# Methods of Splicing Pipe



## derekleffew

As promised/threatened in this thread http://www.controlbooth.com/forums/question-day/22761-why-pipe-battens.html#post201164 , I thought a discussion of various ways to make a pipe longer might prove beneficial.

a. Welding end to end, butt splice

b. Threading and couplers



c. Inner spline (sleeve) and bolts or blind rivets or plug welds.

d. Expanding splice such as The Light Source's Mega-Quick Pipe Splice
and Rose Brand's Expanding Batten Splice
.

e. Exterior sleeve, such as Kee Klamp #14-Straight Coupling fitting


f. Other?

Pros/cons for each of the above?


----------



## TimmyP1955

I would not consider anything other than D, and even then, the pipe would need to be rotated such that the plates are on edge for maximum strength. However I'd feel better if they were longer.

• **RECORDS FOR THIS EXERCISE**:
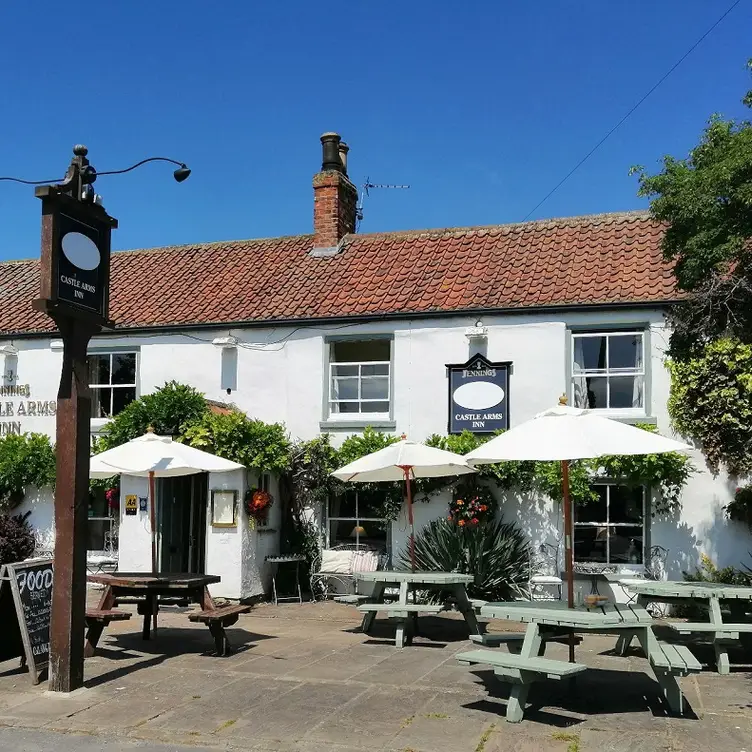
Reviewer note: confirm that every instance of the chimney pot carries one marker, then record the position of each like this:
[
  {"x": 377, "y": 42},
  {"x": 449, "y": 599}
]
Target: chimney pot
--
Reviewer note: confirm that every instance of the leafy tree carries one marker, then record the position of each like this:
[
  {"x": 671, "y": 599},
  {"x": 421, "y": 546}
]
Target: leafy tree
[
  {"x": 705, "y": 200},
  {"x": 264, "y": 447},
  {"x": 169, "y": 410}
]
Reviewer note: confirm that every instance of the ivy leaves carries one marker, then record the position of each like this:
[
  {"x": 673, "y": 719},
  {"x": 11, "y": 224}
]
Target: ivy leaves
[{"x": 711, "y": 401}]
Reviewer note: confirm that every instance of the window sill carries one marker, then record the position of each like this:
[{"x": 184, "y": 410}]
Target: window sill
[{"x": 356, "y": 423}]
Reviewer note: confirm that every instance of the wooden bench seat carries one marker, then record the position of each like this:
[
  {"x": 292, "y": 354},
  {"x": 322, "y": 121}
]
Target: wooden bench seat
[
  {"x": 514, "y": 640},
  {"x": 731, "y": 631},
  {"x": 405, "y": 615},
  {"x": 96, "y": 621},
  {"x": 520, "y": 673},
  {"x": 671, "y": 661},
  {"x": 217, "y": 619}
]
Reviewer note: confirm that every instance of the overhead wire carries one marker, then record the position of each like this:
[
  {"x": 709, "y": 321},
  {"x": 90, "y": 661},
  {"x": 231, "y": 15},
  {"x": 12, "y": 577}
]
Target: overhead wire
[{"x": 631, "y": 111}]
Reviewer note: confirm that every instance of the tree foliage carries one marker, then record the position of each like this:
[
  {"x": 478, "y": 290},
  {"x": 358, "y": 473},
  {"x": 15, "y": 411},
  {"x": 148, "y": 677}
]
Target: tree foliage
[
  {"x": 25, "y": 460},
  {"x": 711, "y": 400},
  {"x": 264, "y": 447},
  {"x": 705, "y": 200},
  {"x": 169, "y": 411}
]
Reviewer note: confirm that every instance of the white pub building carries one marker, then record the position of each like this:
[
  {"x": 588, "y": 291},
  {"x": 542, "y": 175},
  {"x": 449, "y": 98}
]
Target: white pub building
* * *
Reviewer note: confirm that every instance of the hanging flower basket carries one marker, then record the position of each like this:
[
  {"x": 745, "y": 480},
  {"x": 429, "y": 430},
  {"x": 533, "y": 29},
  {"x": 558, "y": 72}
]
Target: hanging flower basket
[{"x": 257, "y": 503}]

• **EXERCISE TASKS**:
1 - Recast the entries from the line containing "Reviewer note: confirm that every instance of the chimney" down to the line containing "Target: chimney pot", both included, as a JSON list of strings with one string per line and blank lines left out.
2 - Continue the thread on methods of splicing pipe from the point where it ends.

• **EXERCISE RESPONSES**:
1 -
[
  "Reviewer note: confirm that every instance of the chimney pot carries one marker, then record the position of each like this:",
  "[",
  "  {\"x\": 377, \"y\": 42},",
  "  {\"x\": 449, \"y\": 599}",
  "]",
  "Target: chimney pot"
]

2 -
----------



## mstaylor

derekleffew said:


> As promised/threatened in this thread http://www.controlbooth.com/forums/question-day/22761-why-pipe-battens.html#post201164 , I thought a discussion of various ways to make a pipe longer might prove beneficial.
> 
> a. Welding end to end, butt splice
> 
> b. Threading and couplersView attachment 4285
> 
> 
> c. Inner spline (sleeve) and bolts or blind rivets or plug welds.
> 
> d. Expanding splice such as The Light Source's Mega-Quick Pipe SpliceView attachment 4286
> and Rose Brand's Expanding Batten SpliceView attachment 4287
> .
> 
> e. Exterior sleeve, such as Kee Klamp #14-Straight Coupling fittingView attachment 4288
> 
> 
> f. Other?
> 
> Pros/cons for each of the above?



A. Welding is a fine method for extending pipe as long as it is not done to a threaded section, the threads need to be cut off. 
B. Couplings are fine as long as you are supporting it on either side.
C. Intersplicesare good but I would stick to bolts as opposed to blind rivits or plug welds, a little more stupid proof. 
D. Have not used either product so I will leave it alone. 
E. Never in a million years.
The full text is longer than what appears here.